## Document passage:
---+---

The correct response in situations like these is more speech. It certainly isn’t the dispatching of officers to a teen’s house to deliver threats of arrest.

The government here had every opportunity to counter Amyiah’s speech, but it opted instead to engage in the objectionable practice of censorship.

Every argument raised by the government is immediately shut down. Wrong all the way down.

The Marquette County Sheriff had no more ability to silence Amyiah’s posts than it would to silence the many talking heads on cable news, who routinely pronounce one-sided hot takes on the issues of the day, purposefully ignoring any inconvenient facts that might disrupt their preferred narratives. Indeed, even if Amyiah’s posts had been untruthful, no court has ever suggested that noncommercial false speech is exempt from First Amendment scrutiny.

---+---

## Aim of the exercise:
Write out the part of the passage about Amyiah's posts that opens with the words containing "The Marquette County" and closes with "First Amendment scrutiny.".

## Records drawn from a data source:
---+---

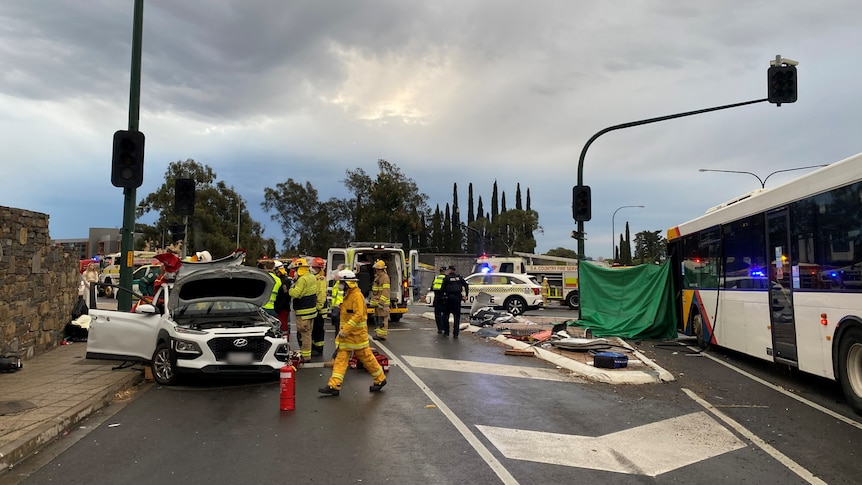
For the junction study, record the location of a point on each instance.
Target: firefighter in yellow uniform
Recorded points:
(379, 301)
(304, 295)
(353, 338)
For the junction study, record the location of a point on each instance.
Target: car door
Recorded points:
(116, 335)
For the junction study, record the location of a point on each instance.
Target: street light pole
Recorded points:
(613, 230)
(761, 180)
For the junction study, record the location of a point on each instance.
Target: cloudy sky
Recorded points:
(449, 91)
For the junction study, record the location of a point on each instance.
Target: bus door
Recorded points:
(780, 295)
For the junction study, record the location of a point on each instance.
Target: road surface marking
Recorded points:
(780, 457)
(811, 404)
(650, 450)
(462, 428)
(486, 368)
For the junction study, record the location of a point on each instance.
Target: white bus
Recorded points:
(775, 274)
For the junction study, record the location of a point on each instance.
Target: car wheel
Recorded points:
(164, 365)
(515, 305)
(573, 300)
(850, 367)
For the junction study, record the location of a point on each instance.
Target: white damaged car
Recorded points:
(207, 321)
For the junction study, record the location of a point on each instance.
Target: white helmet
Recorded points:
(347, 275)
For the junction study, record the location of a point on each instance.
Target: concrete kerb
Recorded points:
(20, 449)
(657, 375)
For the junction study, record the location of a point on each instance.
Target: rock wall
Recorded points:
(38, 284)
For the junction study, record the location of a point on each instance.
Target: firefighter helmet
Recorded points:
(347, 275)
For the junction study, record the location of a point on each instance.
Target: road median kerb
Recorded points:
(20, 449)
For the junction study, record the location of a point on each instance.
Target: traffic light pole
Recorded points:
(580, 231)
(124, 298)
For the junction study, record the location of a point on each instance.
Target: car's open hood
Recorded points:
(227, 283)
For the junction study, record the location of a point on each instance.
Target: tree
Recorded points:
(309, 226)
(387, 205)
(563, 253)
(213, 225)
(649, 246)
(509, 230)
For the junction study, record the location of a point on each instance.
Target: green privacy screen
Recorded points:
(632, 302)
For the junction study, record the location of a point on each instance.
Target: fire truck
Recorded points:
(562, 273)
(359, 256)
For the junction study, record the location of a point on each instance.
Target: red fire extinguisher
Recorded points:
(288, 388)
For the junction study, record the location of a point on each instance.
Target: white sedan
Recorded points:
(515, 293)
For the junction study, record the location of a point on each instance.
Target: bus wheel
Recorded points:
(573, 300)
(850, 367)
(697, 328)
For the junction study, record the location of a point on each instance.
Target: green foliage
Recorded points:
(563, 253)
(213, 226)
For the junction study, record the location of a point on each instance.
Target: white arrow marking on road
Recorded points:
(650, 450)
(485, 368)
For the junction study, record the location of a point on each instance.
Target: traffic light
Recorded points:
(781, 84)
(581, 209)
(178, 232)
(127, 163)
(184, 197)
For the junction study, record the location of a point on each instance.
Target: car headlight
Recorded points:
(186, 347)
(189, 331)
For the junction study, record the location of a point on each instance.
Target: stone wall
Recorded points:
(38, 284)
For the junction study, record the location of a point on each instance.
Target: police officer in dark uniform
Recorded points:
(439, 300)
(453, 284)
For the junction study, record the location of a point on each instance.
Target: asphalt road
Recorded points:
(458, 411)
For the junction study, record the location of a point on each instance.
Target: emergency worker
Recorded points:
(318, 332)
(440, 301)
(336, 297)
(304, 294)
(269, 306)
(379, 299)
(353, 338)
(453, 285)
(282, 300)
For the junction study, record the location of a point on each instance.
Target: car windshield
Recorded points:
(216, 308)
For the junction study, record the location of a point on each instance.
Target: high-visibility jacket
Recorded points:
(270, 305)
(337, 295)
(321, 291)
(380, 291)
(304, 294)
(353, 321)
(438, 282)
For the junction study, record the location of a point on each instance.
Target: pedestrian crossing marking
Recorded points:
(651, 449)
(501, 370)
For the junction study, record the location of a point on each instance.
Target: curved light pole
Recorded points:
(613, 230)
(761, 180)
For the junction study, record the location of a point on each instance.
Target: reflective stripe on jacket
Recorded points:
(304, 294)
(353, 321)
(270, 305)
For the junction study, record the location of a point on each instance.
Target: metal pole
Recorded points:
(613, 230)
(629, 125)
(124, 299)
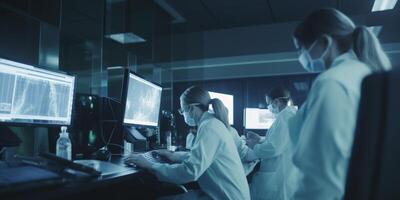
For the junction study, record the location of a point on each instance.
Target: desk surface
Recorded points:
(129, 184)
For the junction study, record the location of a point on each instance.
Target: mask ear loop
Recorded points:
(329, 38)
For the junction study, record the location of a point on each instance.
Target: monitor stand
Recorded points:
(8, 138)
(138, 142)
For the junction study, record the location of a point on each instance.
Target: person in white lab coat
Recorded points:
(245, 153)
(276, 173)
(213, 161)
(329, 42)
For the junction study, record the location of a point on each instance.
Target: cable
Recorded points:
(122, 147)
(2, 150)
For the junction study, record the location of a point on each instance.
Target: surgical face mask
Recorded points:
(310, 64)
(273, 109)
(188, 119)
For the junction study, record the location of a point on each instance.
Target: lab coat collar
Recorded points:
(350, 55)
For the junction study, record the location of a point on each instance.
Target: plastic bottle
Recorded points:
(63, 147)
(169, 140)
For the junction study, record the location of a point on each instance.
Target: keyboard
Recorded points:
(152, 157)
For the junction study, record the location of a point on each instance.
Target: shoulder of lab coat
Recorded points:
(244, 151)
(326, 132)
(208, 142)
(277, 137)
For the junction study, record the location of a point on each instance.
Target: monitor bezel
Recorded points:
(39, 124)
(233, 105)
(127, 72)
(245, 119)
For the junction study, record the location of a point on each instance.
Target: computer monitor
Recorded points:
(256, 118)
(142, 102)
(30, 95)
(228, 102)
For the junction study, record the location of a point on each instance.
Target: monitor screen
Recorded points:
(143, 99)
(228, 102)
(256, 118)
(30, 95)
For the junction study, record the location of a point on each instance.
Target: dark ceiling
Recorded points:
(221, 14)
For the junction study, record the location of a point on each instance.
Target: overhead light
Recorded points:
(375, 29)
(126, 38)
(380, 5)
(301, 86)
(114, 67)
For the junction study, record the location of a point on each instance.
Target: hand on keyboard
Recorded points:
(144, 160)
(138, 160)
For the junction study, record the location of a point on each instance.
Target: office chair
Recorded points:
(375, 161)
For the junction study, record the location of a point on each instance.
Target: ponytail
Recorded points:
(221, 112)
(368, 50)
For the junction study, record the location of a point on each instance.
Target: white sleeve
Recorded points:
(180, 156)
(324, 143)
(276, 140)
(200, 158)
(244, 151)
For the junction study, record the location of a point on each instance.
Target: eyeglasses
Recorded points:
(270, 101)
(186, 108)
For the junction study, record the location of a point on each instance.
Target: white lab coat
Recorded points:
(324, 128)
(189, 140)
(276, 173)
(213, 161)
(248, 158)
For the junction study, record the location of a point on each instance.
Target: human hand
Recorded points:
(138, 160)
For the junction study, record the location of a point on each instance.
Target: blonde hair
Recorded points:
(341, 28)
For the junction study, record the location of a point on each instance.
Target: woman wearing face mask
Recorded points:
(213, 160)
(329, 42)
(274, 178)
(247, 157)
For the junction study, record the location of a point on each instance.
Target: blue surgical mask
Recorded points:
(188, 119)
(310, 64)
(273, 109)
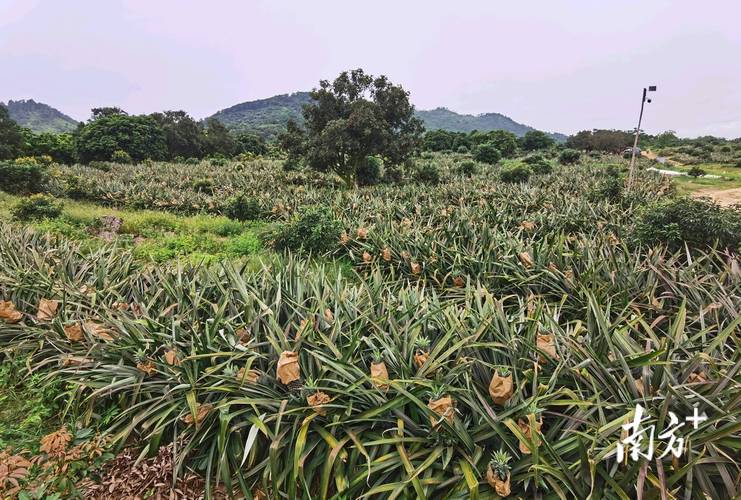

---+---

## Your response:
The Marquette County Sheriff had no more ability to silence Amyiah’s posts than it would to silence the many talking heads on cable news, who routinely pronounce one-sided hot takes on the issues of the day, purposefully ignoring any inconvenient facts that might disrupt their preferred narratives. Indeed, even if Amyiah’s posts had been untruthful, no court has ever suggested that noncommercial false speech is exempt from First Amendment scrutiny.